Médiocre pour le 'fond' et le 'féminisme'

Comme les autres sortes de films d'exploitations, le rape-and-revenge n'a jamais connu le prestige. C'est un genre grossier satisfaisant les basses demandes des spectateurs. L'Ange de la Vengeance de Ferrara ou même I Spit On Your Grave pouvaient être admirés par des cinéphiles, ils n'avaient rien pour obtenir une reconnaissance des officiels. Dans les années 2020 ils pourront saisir leur chance d'être des chefs-d’œuvre méconnus ou incompris. À la faveur de critères socio-culturels, nullement cinématographiques. Le retour de l'inspecteur Harry aura probablement plus de difficultés à ressurgir, car servant un filon ouvertement réac et sécuritaire, tout en s'inscrivant dans le 'mainstream' supposé de son temps, en tout cas étant alors largement visible.


Revenge sort en février 2018, pendant la crucifixion de Weistein, venue renforcer le besoin de qualifier la moindre initiative ou donnée vaguement pro-femmes à du féminisme convaincu et acharné. La réalisatrice a évidemment joué ce tour (je ne l'accuse pas de calcul, c'est probablement une réaction automatique ou une adaptation 'positive' pour régler les questions éculées) et des imbéciles de la critique officielle (plutôt pour torchons mous, des serviles de manière indistincte) ont trouvé des qualités et une lucidité remarquable à ce qu'ils auraient sinon considéré comme une série B tapageuse et racoleuse (d'ailleurs les rigoureux amis des femmes et du sérieux en société ont flairé l'arnaque – en France). Le film a ces deux espèces de vertus. Il est amusant à regarder tant qu'on ne lui demande pas d'être pertinent ou d'activer l'intelligence 'de la tête'. S'il y a du féminisme chez lui, il est passif et non-militant – c'est donc le plus intéressant, pour arriver à ses fins (de manière élégante), sans refaire stupidement le monde par injonctions et prescriptions idéologiques.

**DONNÉES**

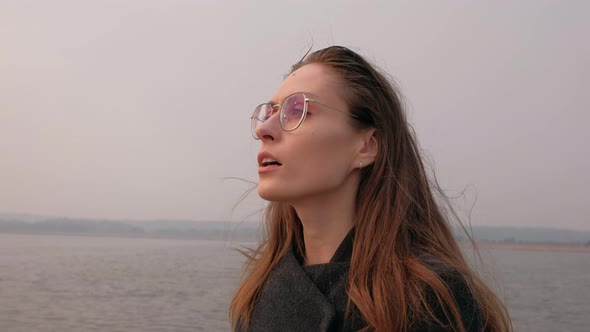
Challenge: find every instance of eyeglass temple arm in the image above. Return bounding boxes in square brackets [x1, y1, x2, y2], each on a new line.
[306, 98, 359, 119]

**TRAVAIL DEMANDÉ**
1. Répondez aux questions suivantes sur la critique du film Revenge.
(a) À quelle date le film Revenge sort-il ?
(b) Quel film de Ferrara le texte cite-t-il ?
(c) Quel film aura probablement plus de difficultés à ressurgir ?
2. Recopiez sans rien changer le passage de la critique du film Revenge qui commence par les mots « Comme les autres » et se termine par « alors largement visible. ».
3. Rédigez la suite de la critique du film Revenge à partir de sa dernière phrase.
Les lignes fournies n'interviennent pas dans cet exercice.

**CORRIGÉ**
1.
(a) En février 2018.
(b) L'Ange de la Vengeance.
(c) Le retour de l'inspecteur Harry.

2.
Comme les autres sortes de films d'exploitations, le rape-and-revenge n'a jamais connu le prestige. C'est un genre grossier satisfaisant les basses demandes des spectateurs. L'Ange de la Vengeance de Ferrara ou même I Spit On Your Grave pouvaient être admirés par des cinéphiles, ils n'avaient rien pour obtenir une reconnaissance des officiels. Dans les années 2020 ils pourront saisir leur chance d'être des chefs-d’œuvre méconnus ou incompris. À la faveur de critères socio-culturels, nullement cinématographiques. Le retour de l'inspecteur Harry aura probablement plus de difficultés à ressurgir, car servant un filon ouvertement réac et sécuritaire, tout en s'inscrivant dans le 'mainstream' supposé de son temps, en tout cas étant alors largement visible.

3.
La revanche ne s'effectue pas en allant frustrée scalper du mâle mais en élargissant le racolage. Le puritanisme même 'néo' ne passera pas par Revenge (c'est d'ailleurs ce qui le limitera malgré les efforts normatifs de sa promotion). Les scènes dénudées sont équitables (partiellement et souvent pour elle, totalement et ponctuellement avec lui). Le mélange soft érotico-gore culmine sur la fin avec un homme-objet au ventre déchiré. Le cynisme complet du film lui permet une certaine assise, sa fantaisie écarte définitivement toute noirceur (sans sombrer dans l'inconscience). Les comportements sont extrêmes, mais vraisemblables, les psychologies se tiennent, un calendrier est respecté – sans quoi le caractère loufoque de l'environnement aurait peut-être eu raison de nombreuses patiences. Les trois hommes sont d'une lâcheté ou d'une bêtise jubilatoires, le gros avec une apparence de chasseur belge atteint des sommets d'inconsistance, l'amant un beau score sur l'échelle de la psychopathie – si cette notion doit avoir du sens, il en est une illustration claire et normale. Jen l'américaine est victime de son faible instinct de conservation – elle pèche par naïveté, manque de réactivité, absence de cuirasse ou de principes. Elle consent à la culture, non du viol, mais de la femme objet, bonne pour se rincer l’œil – voire plus. Elle n'a pas su instrumentaliser cette réalité, y a été avec enthousiasme et sincérité.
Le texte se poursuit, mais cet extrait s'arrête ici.